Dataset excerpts
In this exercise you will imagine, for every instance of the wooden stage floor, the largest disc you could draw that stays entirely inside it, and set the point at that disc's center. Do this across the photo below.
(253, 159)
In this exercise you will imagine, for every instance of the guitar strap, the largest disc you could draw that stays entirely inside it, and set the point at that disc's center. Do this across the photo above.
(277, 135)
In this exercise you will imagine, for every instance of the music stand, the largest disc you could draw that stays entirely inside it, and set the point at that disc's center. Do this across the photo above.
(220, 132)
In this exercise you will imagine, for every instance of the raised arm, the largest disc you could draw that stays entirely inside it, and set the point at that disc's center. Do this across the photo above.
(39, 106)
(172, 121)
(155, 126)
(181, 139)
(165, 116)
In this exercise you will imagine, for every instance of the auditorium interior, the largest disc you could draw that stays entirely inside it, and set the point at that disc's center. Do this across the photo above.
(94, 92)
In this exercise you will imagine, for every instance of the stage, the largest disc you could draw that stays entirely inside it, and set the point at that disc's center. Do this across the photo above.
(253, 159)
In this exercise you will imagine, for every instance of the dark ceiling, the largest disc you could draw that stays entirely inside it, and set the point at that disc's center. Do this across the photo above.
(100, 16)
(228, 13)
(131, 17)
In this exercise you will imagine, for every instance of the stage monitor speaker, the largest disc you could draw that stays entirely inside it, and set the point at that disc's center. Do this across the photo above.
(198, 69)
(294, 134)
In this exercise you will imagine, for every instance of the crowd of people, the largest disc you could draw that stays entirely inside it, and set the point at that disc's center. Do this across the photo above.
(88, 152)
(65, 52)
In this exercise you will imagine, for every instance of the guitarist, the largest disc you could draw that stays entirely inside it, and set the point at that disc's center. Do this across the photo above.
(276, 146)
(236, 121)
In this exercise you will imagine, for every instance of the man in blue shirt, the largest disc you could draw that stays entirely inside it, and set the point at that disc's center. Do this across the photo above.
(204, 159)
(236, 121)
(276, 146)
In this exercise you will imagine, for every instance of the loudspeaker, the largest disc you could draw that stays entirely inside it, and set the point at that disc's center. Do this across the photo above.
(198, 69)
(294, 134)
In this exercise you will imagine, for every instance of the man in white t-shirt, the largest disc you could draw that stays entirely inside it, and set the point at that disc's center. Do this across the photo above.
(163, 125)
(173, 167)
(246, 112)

About this exercise »
Write the entries out once more, exactly as given.

Task result »
In this exercise you will imagine, for every instance of the wooden stage floor, the largest disc you could draw that stays entirely inside it, and set the point at that disc's center. Do this across the photo below.
(253, 159)
In this exercise you will imagine, for every instance of the guitar strap, the largest disc you could draw that stays entirely inside it, and set the point at that disc's center. Do this across the photo above.
(277, 135)
In this exercise you will imagine, for every instance of the music stand, the largest disc you could draw that stays entirely inside it, and set the point at that disc's center. Do this across the photo above.
(220, 132)
In this exercise you will imagine, for every instance of the raised arm, the largest disc you could draw that stays entirely inside it, and set the point at that disc's center. Do this across the photo above.
(39, 106)
(172, 121)
(155, 126)
(181, 139)
(165, 116)
In this exercise you will imagine, for every instance of the auditorium interior, the largest disc you could draw that stays entirely inside it, and set the point at that disc's center. Do this across the photo above.
(94, 92)
In this exercise you will imagine, for every instance of the stage, the largest disc you could draw that stays entirely inside it, and set the point at that disc's center. Do this across the photo above.
(253, 159)
In this exercise you will imagine, for every instance of the dark ceiling, the largest disc you could draw that stays entirely inside it, and set the point at that disc's center. Do this across the photo above.
(100, 16)
(228, 13)
(131, 17)
In this exercise you will imagine, for every instance of the stage monitor speaker, the largest disc you could draw that stays entirely inside it, and set the point at that disc's center. Do this across the photo above.
(198, 69)
(294, 134)
In this exercise you will imagine, for every instance of the crowd of people, the largest disc you could draw that stays entirely inside it, and set the point at that disc's center. Do this across the photo above.
(88, 152)
(65, 52)
In this exercise you will imagine, for every instance of the guitarist, the largest disc you could draw that stays entirely inside it, and set the point at that disc's center. Do this across the photo above.
(276, 146)
(236, 121)
In this exercise you will imagine, for every instance of the man in blue shirt, the largest disc you could draw that stays entirely inside it, and set the point at that disc's center. Do this across the photo above.
(204, 159)
(236, 121)
(276, 146)
In this exercise you will imagine, for every instance of the loudspeaker, the largest disc you could draw that stays entirely inside it, and set the point at that disc's center. Do this across the photo above.
(198, 69)
(294, 134)
In this exercise you will imagine, for every instance of the man in white t-shirt, the largest disc you could draw that stays entirely inside it, and set the point at that disc's center. Do this across the photo above.
(163, 125)
(173, 167)
(246, 112)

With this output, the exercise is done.